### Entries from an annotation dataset

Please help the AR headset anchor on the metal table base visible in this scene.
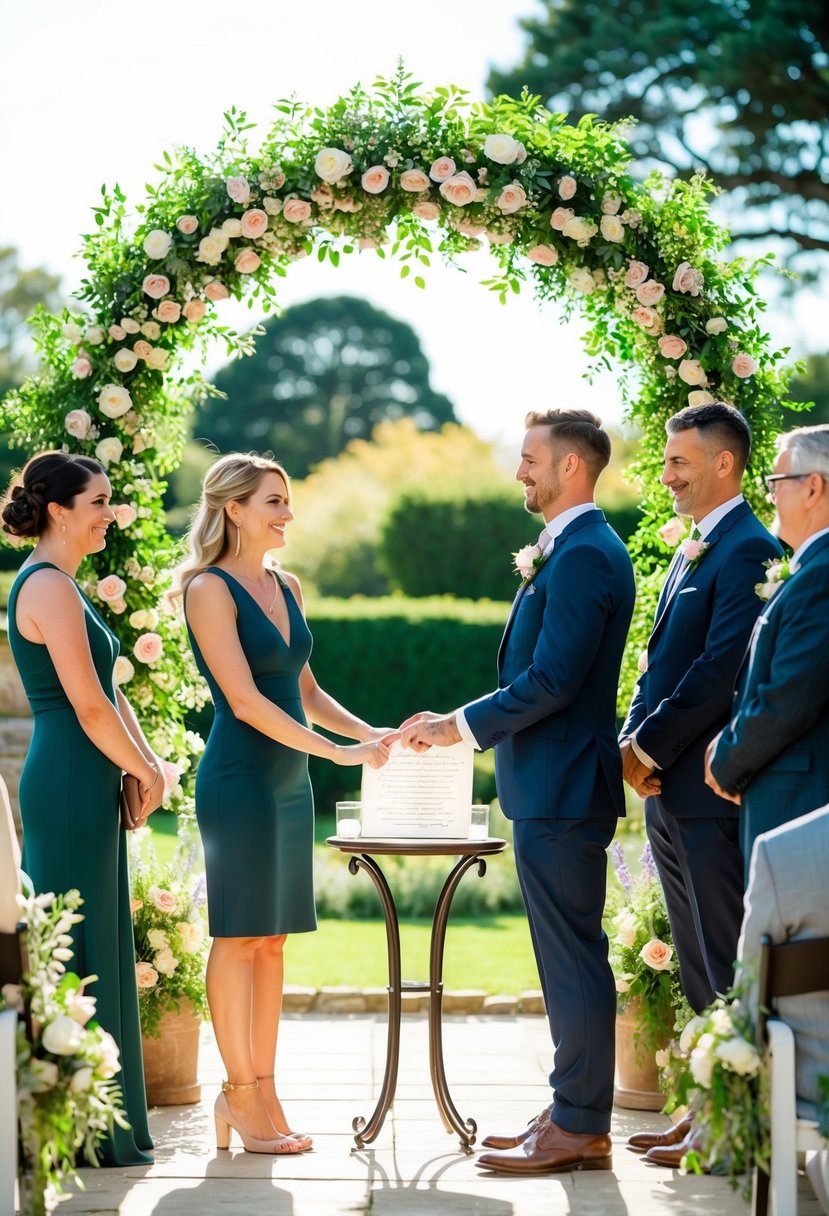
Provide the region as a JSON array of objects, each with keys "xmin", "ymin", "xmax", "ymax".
[{"xmin": 327, "ymin": 837, "xmax": 507, "ymax": 1153}]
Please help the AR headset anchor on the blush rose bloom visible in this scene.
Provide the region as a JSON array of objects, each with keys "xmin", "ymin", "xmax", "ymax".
[
  {"xmin": 132, "ymin": 634, "xmax": 164, "ymax": 666},
  {"xmin": 731, "ymin": 353, "xmax": 757, "ymax": 379},
  {"xmin": 671, "ymin": 261, "xmax": 703, "ymax": 295},
  {"xmin": 63, "ymin": 410, "xmax": 92, "ymax": 439},
  {"xmin": 282, "ymin": 196, "xmax": 311, "ymax": 224},
  {"xmin": 400, "ymin": 169, "xmax": 429, "ymax": 195},
  {"xmin": 225, "ymin": 178, "xmax": 250, "ymax": 203},
  {"xmin": 242, "ymin": 207, "xmax": 267, "ymax": 241},
  {"xmin": 95, "ymin": 574, "xmax": 126, "ymax": 604},
  {"xmin": 656, "ymin": 335, "xmax": 688, "ymax": 359},
  {"xmin": 677, "ymin": 359, "xmax": 709, "ymax": 385},
  {"xmin": 639, "ymin": 938, "xmax": 673, "ymax": 972},
  {"xmin": 98, "ymin": 384, "xmax": 132, "ymax": 418},
  {"xmin": 360, "ymin": 164, "xmax": 389, "ymax": 195},
  {"xmin": 495, "ymin": 181, "xmax": 526, "ymax": 215},
  {"xmin": 314, "ymin": 148, "xmax": 354, "ymax": 185},
  {"xmin": 526, "ymin": 244, "xmax": 558, "ymax": 266},
  {"xmin": 143, "ymin": 229, "xmax": 173, "ymax": 261}
]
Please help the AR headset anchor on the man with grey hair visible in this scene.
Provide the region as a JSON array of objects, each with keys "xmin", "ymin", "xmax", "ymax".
[{"xmin": 706, "ymin": 426, "xmax": 829, "ymax": 865}]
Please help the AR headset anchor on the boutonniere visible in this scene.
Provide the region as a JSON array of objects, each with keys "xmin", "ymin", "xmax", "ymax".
[
  {"xmin": 513, "ymin": 545, "xmax": 545, "ymax": 591},
  {"xmin": 754, "ymin": 557, "xmax": 794, "ymax": 599}
]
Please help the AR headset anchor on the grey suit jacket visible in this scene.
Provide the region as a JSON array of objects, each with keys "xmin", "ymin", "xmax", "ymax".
[{"xmin": 738, "ymin": 806, "xmax": 829, "ymax": 1119}]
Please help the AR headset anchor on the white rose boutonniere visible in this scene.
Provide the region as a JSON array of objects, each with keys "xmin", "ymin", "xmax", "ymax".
[{"xmin": 754, "ymin": 557, "xmax": 794, "ymax": 599}]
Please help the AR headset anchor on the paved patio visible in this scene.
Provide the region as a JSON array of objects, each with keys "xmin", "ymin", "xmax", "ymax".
[{"xmin": 53, "ymin": 1014, "xmax": 819, "ymax": 1216}]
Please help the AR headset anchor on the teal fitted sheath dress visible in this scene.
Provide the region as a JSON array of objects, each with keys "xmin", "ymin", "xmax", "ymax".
[
  {"xmin": 183, "ymin": 565, "xmax": 316, "ymax": 938},
  {"xmin": 9, "ymin": 562, "xmax": 153, "ymax": 1165}
]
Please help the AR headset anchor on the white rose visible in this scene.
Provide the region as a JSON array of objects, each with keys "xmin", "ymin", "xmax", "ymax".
[{"xmin": 143, "ymin": 229, "xmax": 173, "ymax": 260}]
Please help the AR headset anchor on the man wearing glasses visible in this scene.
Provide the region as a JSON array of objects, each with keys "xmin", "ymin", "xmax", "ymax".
[{"xmin": 706, "ymin": 426, "xmax": 829, "ymax": 865}]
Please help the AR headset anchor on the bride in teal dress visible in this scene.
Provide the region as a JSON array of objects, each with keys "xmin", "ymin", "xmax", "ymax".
[
  {"xmin": 174, "ymin": 455, "xmax": 390, "ymax": 1153},
  {"xmin": 2, "ymin": 452, "xmax": 164, "ymax": 1166}
]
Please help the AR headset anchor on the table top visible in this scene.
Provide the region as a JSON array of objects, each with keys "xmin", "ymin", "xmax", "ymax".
[{"xmin": 326, "ymin": 835, "xmax": 508, "ymax": 857}]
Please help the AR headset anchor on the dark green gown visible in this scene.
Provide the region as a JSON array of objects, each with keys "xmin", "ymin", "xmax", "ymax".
[
  {"xmin": 183, "ymin": 565, "xmax": 316, "ymax": 938},
  {"xmin": 9, "ymin": 562, "xmax": 153, "ymax": 1166}
]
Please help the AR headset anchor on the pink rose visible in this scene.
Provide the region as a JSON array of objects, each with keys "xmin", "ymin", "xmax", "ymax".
[
  {"xmin": 412, "ymin": 199, "xmax": 440, "ymax": 220},
  {"xmin": 95, "ymin": 574, "xmax": 126, "ymax": 604},
  {"xmin": 141, "ymin": 275, "xmax": 170, "ymax": 300},
  {"xmin": 63, "ymin": 410, "xmax": 92, "ymax": 439},
  {"xmin": 204, "ymin": 278, "xmax": 230, "ymax": 304},
  {"xmin": 132, "ymin": 634, "xmax": 164, "ymax": 663},
  {"xmin": 526, "ymin": 244, "xmax": 558, "ymax": 266},
  {"xmin": 182, "ymin": 300, "xmax": 207, "ymax": 325},
  {"xmin": 400, "ymin": 169, "xmax": 429, "ymax": 195},
  {"xmin": 671, "ymin": 261, "xmax": 703, "ymax": 295},
  {"xmin": 625, "ymin": 261, "xmax": 649, "ymax": 287},
  {"xmin": 233, "ymin": 249, "xmax": 261, "ymax": 275},
  {"xmin": 636, "ymin": 278, "xmax": 665, "ymax": 308},
  {"xmin": 659, "ymin": 333, "xmax": 688, "ymax": 359},
  {"xmin": 242, "ymin": 207, "xmax": 267, "ymax": 241},
  {"xmin": 440, "ymin": 169, "xmax": 478, "ymax": 207},
  {"xmin": 112, "ymin": 502, "xmax": 139, "ymax": 530},
  {"xmin": 282, "ymin": 196, "xmax": 311, "ymax": 224},
  {"xmin": 549, "ymin": 207, "xmax": 576, "ymax": 232},
  {"xmin": 731, "ymin": 354, "xmax": 757, "ymax": 379},
  {"xmin": 495, "ymin": 181, "xmax": 526, "ymax": 215},
  {"xmin": 153, "ymin": 300, "xmax": 181, "ymax": 325},
  {"xmin": 225, "ymin": 178, "xmax": 250, "ymax": 203},
  {"xmin": 639, "ymin": 938, "xmax": 673, "ymax": 972},
  {"xmin": 429, "ymin": 156, "xmax": 455, "ymax": 181},
  {"xmin": 360, "ymin": 164, "xmax": 389, "ymax": 195}
]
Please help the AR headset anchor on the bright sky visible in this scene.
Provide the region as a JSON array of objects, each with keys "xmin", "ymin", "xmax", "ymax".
[{"xmin": 0, "ymin": 0, "xmax": 811, "ymax": 445}]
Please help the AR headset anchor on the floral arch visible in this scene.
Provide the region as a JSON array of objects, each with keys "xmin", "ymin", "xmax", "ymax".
[{"xmin": 2, "ymin": 68, "xmax": 802, "ymax": 807}]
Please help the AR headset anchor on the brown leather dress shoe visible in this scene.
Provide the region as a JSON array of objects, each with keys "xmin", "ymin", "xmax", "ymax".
[
  {"xmin": 627, "ymin": 1110, "xmax": 694, "ymax": 1153},
  {"xmin": 642, "ymin": 1128, "xmax": 710, "ymax": 1173},
  {"xmin": 480, "ymin": 1105, "xmax": 553, "ymax": 1149},
  {"xmin": 475, "ymin": 1119, "xmax": 613, "ymax": 1175}
]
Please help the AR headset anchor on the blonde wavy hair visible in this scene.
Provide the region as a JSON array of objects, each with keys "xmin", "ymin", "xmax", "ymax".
[{"xmin": 168, "ymin": 452, "xmax": 291, "ymax": 604}]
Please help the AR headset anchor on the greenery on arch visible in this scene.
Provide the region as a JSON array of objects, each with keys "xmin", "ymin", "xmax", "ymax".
[{"xmin": 0, "ymin": 68, "xmax": 802, "ymax": 802}]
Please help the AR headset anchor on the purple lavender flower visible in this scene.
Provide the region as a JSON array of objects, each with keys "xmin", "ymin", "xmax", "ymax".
[{"xmin": 613, "ymin": 840, "xmax": 633, "ymax": 896}]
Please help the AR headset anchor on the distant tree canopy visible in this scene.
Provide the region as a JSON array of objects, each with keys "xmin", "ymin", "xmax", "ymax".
[
  {"xmin": 489, "ymin": 0, "xmax": 829, "ymax": 271},
  {"xmin": 193, "ymin": 295, "xmax": 457, "ymax": 477}
]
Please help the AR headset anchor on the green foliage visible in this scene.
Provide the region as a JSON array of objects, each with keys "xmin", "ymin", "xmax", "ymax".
[
  {"xmin": 489, "ymin": 0, "xmax": 829, "ymax": 268},
  {"xmin": 200, "ymin": 295, "xmax": 456, "ymax": 478}
]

### JOB
Count the lines of the material above that contain the string "grey", treating case as significant. Give only the number.

### SOLUTION
2